── EXERCISE MATERIALS ──

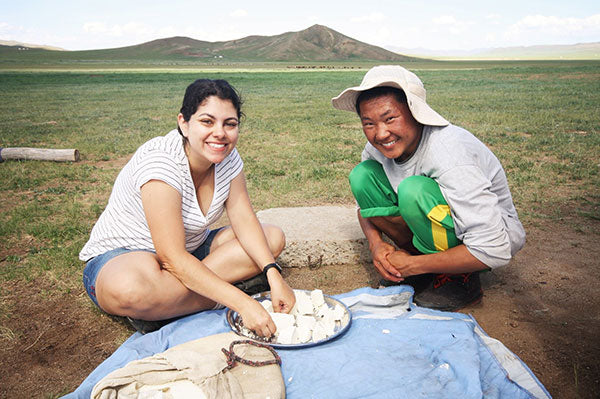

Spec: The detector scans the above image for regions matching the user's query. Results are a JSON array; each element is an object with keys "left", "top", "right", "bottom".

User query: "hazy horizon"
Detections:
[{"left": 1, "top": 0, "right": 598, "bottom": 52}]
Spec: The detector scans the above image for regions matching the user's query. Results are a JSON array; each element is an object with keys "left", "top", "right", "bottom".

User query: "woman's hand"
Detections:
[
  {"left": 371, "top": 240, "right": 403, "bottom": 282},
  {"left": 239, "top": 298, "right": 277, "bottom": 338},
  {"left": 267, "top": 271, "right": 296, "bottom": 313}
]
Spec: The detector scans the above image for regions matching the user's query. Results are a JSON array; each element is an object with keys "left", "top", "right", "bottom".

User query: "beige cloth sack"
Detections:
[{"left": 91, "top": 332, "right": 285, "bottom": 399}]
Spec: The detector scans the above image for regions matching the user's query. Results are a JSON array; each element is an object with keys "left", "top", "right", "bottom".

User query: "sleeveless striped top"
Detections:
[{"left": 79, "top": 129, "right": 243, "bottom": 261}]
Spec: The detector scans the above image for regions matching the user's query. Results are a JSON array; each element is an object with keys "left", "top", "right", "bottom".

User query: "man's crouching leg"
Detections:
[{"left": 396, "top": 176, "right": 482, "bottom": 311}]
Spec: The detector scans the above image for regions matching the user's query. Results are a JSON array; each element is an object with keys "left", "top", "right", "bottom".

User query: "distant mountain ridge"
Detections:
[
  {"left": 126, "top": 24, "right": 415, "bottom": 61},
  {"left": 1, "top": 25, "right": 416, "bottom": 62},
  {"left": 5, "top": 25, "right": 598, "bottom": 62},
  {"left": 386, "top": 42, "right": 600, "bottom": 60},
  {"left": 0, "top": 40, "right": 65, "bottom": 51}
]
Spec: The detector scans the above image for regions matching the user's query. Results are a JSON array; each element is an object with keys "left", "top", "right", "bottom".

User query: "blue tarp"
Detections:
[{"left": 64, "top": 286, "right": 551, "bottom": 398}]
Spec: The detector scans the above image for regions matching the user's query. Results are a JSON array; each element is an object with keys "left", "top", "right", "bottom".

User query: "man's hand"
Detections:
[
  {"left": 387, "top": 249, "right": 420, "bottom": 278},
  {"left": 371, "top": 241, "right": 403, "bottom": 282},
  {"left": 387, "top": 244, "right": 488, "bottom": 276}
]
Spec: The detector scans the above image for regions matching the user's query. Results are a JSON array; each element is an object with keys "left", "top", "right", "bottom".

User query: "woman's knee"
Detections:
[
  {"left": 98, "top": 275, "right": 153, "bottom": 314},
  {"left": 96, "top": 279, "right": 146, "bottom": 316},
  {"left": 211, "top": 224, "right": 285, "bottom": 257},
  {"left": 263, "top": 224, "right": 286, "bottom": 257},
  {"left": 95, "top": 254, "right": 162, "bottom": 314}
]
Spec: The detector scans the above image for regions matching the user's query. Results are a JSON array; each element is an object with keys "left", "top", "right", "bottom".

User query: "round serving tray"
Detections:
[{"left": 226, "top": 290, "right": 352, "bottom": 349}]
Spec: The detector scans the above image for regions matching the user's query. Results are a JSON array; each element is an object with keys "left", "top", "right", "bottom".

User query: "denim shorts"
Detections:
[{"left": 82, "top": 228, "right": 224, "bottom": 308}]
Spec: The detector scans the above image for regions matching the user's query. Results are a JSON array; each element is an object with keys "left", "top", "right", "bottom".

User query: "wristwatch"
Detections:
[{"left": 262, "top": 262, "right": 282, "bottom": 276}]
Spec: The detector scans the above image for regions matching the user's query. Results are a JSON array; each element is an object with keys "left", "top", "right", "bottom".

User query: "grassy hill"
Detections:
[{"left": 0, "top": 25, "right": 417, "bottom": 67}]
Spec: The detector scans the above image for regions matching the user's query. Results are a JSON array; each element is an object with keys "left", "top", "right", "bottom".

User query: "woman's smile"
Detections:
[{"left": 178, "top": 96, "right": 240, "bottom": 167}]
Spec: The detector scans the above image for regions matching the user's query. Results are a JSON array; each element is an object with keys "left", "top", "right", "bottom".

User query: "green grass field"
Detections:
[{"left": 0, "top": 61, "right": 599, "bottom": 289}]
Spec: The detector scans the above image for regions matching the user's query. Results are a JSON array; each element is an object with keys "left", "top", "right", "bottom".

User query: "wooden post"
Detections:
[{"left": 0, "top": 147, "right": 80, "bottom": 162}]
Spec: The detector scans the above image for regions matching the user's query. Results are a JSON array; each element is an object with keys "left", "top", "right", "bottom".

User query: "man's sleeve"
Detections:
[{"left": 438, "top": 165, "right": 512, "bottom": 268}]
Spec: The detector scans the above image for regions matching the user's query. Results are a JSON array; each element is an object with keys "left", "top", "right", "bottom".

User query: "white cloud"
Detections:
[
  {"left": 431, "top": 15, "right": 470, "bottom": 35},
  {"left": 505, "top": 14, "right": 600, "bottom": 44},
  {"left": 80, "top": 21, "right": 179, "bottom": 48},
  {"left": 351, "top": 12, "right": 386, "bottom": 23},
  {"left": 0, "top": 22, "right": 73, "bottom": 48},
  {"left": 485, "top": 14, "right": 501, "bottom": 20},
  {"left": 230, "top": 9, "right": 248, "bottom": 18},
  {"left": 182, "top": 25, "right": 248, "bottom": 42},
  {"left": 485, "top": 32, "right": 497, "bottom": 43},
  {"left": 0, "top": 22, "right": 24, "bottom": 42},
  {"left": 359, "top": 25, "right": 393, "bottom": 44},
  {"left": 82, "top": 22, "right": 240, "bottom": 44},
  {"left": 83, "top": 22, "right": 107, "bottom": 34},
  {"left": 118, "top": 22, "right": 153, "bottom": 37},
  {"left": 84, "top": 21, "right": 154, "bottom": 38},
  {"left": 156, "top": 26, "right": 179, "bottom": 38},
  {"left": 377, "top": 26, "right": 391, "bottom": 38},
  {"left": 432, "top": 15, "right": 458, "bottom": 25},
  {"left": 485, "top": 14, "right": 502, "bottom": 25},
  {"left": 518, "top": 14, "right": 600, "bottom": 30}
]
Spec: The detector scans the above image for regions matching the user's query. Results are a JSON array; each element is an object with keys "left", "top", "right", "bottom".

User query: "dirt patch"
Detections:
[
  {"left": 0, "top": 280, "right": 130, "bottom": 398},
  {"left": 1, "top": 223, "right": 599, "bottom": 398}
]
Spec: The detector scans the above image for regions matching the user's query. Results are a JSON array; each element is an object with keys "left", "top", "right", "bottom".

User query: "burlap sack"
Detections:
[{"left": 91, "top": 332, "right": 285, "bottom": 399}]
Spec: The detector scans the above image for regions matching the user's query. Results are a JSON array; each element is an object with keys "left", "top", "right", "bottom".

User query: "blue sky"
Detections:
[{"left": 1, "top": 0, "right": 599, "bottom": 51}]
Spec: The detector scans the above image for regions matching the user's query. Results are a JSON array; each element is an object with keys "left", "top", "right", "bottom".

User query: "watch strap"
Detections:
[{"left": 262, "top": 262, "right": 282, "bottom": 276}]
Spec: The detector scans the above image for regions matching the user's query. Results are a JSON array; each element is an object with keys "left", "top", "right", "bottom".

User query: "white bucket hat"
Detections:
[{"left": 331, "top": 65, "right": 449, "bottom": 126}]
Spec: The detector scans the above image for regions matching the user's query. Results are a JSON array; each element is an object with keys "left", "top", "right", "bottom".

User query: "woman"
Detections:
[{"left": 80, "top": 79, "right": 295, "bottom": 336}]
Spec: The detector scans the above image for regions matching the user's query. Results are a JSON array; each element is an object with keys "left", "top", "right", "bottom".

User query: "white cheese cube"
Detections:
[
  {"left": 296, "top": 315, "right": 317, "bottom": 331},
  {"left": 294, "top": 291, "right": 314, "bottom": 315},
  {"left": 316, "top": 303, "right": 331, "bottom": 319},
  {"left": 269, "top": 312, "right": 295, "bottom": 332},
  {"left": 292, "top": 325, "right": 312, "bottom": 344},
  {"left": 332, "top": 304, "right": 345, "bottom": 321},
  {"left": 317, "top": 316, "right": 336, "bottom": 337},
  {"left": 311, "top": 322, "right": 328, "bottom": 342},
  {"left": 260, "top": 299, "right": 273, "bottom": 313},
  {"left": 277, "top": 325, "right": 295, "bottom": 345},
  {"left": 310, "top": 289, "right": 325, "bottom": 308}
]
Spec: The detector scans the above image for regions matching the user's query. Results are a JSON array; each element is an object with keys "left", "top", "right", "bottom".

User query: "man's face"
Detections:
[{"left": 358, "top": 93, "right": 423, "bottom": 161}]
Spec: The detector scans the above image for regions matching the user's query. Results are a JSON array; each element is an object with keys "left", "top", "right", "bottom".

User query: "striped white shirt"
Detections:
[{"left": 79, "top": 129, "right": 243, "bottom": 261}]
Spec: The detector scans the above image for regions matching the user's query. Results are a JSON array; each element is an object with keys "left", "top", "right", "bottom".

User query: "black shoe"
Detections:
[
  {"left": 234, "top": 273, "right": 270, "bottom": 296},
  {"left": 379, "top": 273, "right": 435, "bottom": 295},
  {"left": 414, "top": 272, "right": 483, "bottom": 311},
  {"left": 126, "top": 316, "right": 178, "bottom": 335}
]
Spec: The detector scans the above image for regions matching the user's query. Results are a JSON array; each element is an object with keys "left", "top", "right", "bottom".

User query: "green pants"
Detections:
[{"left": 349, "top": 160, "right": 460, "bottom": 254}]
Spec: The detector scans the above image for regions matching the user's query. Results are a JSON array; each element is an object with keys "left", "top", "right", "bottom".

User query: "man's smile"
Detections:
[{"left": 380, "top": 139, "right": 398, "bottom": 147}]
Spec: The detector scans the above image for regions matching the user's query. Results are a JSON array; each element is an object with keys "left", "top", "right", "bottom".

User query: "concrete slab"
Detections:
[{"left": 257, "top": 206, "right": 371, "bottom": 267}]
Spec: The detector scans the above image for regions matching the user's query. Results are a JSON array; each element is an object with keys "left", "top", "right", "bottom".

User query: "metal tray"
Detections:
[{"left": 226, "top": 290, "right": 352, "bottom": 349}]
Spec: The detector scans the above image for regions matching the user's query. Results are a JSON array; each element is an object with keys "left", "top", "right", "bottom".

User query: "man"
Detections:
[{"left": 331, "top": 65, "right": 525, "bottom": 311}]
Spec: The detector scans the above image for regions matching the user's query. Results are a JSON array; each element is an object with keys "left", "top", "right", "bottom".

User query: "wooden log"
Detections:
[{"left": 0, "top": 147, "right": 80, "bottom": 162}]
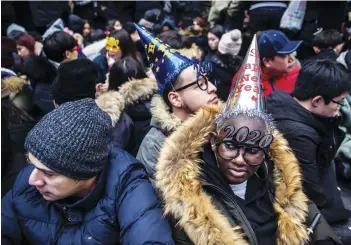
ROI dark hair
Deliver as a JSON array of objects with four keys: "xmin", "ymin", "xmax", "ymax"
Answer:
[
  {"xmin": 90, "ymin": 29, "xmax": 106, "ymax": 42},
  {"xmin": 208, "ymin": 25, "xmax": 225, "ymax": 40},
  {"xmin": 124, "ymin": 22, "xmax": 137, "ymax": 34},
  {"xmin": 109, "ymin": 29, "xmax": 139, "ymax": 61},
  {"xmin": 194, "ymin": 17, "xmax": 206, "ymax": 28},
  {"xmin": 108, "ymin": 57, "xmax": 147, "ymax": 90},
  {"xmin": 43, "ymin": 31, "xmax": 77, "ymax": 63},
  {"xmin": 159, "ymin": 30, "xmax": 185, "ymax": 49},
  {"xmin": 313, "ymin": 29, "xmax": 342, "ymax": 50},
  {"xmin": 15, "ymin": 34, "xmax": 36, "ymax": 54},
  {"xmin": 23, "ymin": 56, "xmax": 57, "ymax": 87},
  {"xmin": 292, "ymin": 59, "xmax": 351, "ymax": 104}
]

───

| TASK DESCRIPTION |
What are the lines above that hold the string "blue"? Copy them.

| EXERCISE RESULT |
User query: "blue tarp"
User query: "blue sky"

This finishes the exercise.